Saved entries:

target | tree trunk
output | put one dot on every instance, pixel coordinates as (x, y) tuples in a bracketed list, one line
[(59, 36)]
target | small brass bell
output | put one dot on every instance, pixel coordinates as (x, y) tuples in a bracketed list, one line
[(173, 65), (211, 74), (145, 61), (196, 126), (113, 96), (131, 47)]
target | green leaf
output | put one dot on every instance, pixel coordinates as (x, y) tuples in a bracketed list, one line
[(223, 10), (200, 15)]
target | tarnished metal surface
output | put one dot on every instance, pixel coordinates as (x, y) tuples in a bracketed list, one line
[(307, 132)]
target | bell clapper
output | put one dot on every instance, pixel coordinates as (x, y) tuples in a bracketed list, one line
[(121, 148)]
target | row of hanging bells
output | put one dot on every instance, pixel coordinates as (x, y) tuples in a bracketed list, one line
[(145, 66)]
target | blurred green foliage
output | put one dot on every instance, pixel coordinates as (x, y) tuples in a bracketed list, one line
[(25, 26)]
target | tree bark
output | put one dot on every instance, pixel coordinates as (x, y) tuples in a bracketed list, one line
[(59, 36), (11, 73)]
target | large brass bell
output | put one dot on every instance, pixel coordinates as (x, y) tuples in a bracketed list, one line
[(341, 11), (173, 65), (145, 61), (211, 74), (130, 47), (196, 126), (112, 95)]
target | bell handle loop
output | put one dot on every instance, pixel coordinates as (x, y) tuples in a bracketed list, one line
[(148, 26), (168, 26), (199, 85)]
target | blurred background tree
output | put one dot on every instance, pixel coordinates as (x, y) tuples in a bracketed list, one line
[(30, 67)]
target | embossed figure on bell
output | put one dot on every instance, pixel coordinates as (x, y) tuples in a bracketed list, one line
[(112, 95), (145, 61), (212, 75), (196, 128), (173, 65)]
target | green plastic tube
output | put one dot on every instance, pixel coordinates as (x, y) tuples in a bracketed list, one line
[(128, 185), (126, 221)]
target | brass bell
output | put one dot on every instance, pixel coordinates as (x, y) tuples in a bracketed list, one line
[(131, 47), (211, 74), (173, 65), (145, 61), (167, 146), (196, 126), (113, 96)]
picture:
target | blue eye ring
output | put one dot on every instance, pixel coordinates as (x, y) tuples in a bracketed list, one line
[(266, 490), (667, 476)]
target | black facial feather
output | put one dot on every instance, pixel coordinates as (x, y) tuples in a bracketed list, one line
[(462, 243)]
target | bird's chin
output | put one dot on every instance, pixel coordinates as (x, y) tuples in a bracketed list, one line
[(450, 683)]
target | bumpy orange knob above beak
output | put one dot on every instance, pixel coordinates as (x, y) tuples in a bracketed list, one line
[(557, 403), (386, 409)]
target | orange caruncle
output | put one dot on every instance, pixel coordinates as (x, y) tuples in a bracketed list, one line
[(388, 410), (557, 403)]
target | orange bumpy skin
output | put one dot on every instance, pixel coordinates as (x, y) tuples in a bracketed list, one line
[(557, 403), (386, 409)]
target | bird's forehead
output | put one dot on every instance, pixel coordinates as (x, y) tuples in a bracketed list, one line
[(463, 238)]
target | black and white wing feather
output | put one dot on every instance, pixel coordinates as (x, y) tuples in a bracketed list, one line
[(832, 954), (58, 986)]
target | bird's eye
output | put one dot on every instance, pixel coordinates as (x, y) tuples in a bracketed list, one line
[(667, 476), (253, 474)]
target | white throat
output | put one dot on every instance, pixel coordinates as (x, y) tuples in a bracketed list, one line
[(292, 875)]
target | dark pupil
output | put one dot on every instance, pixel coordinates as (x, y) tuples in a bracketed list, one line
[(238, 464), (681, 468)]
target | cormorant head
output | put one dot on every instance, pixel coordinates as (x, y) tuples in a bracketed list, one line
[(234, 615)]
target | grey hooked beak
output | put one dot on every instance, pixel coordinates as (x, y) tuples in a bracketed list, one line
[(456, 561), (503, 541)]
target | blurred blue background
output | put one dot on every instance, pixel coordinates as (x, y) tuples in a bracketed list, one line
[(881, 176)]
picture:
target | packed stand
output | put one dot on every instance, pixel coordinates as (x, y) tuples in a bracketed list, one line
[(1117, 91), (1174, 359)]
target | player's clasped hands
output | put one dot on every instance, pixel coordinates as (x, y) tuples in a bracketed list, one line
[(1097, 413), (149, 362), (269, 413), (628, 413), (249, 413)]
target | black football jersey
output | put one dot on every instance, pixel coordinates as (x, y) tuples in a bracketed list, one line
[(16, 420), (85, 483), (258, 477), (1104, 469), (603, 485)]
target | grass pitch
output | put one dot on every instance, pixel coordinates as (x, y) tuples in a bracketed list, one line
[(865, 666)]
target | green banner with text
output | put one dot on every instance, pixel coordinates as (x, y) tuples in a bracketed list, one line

Work instruction: The response must hold only the lines above from the line with "target | row of hanging bells" through the line with "target | blurred green foliage", each copied exactly, both ends kept.

Finished exercise:
target | row of hanging bells
output | put one dot on every instance, pixel coordinates as (x, y) tuples in a bracketed list, one line
[(145, 66)]
target | blurred green foliage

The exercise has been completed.